Aim of the task –
According to the bone marrow case discussion, why can a protein peak in the serum be missed in some patients?

#### Document text

The bone marrow findings point toward a diagnosis of amyloidosis secondary to a B-cell proliferation. The lab values are scanty, but the bone marrow picture is consistent with benign monoclonal gammopathy, a not-yet-neoplastic proliferation of bone marrow plasma cells in which a monoclonal peak is present in the serum, but major criteria for myeloma are missing. In some patients, a protein peak in the serum may be missed, particularly when the atypical plasma cells produce light chains only, which are very difficult to detect because their renal excretion occurs rapidly.

Figure 1
Bone marrow is hypocellular, with a monomorphic population of plasma cells. Very few residual normal myeloid elements are seen. Hematoxylin and Eosin stain, 140x

Dr. Knowlton: Without tissue you could not have made this diagnosis.

Dr. Cattoretti: If she had, as Dr. Heissenbuttel suggested, had a second cardiac catheterization with biopsy, then this diagnosis could have been made earlier.

########
#### Information shown

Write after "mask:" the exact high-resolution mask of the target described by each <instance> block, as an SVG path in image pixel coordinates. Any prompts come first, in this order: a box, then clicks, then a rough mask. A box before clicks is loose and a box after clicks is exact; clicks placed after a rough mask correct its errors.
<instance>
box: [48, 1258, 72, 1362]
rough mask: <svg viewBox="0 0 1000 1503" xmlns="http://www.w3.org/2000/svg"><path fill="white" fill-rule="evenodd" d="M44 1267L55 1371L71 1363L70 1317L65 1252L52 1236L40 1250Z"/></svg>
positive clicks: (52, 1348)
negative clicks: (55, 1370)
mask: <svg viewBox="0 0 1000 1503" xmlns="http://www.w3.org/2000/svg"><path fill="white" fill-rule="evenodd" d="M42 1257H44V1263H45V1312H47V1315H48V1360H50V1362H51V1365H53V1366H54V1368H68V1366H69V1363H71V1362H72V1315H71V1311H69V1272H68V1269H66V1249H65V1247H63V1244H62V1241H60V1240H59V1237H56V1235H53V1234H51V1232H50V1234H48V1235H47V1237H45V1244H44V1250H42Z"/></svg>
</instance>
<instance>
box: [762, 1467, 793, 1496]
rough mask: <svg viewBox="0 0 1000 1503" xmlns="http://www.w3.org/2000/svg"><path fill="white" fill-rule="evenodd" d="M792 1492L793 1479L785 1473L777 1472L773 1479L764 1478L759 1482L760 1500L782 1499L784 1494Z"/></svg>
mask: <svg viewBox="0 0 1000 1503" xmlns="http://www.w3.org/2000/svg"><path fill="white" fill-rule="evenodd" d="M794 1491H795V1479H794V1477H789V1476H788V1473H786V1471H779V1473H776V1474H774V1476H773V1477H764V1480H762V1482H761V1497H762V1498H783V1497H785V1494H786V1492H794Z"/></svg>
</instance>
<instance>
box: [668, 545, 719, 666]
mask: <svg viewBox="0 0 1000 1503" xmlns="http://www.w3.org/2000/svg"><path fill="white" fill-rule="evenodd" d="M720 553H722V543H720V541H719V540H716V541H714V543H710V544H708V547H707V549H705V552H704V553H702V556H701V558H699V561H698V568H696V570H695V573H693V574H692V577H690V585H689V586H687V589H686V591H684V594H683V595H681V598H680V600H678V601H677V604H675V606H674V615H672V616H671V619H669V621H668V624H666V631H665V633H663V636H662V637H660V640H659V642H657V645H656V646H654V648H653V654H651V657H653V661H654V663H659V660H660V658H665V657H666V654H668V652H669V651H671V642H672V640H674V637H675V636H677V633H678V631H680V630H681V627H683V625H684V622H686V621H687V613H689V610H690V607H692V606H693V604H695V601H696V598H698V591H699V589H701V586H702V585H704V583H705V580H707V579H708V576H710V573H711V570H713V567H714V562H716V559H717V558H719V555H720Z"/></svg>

########

Output –
When the atypical plasma cells produce only light chains, they are very hard to detect because their renal excretion happens rapidly.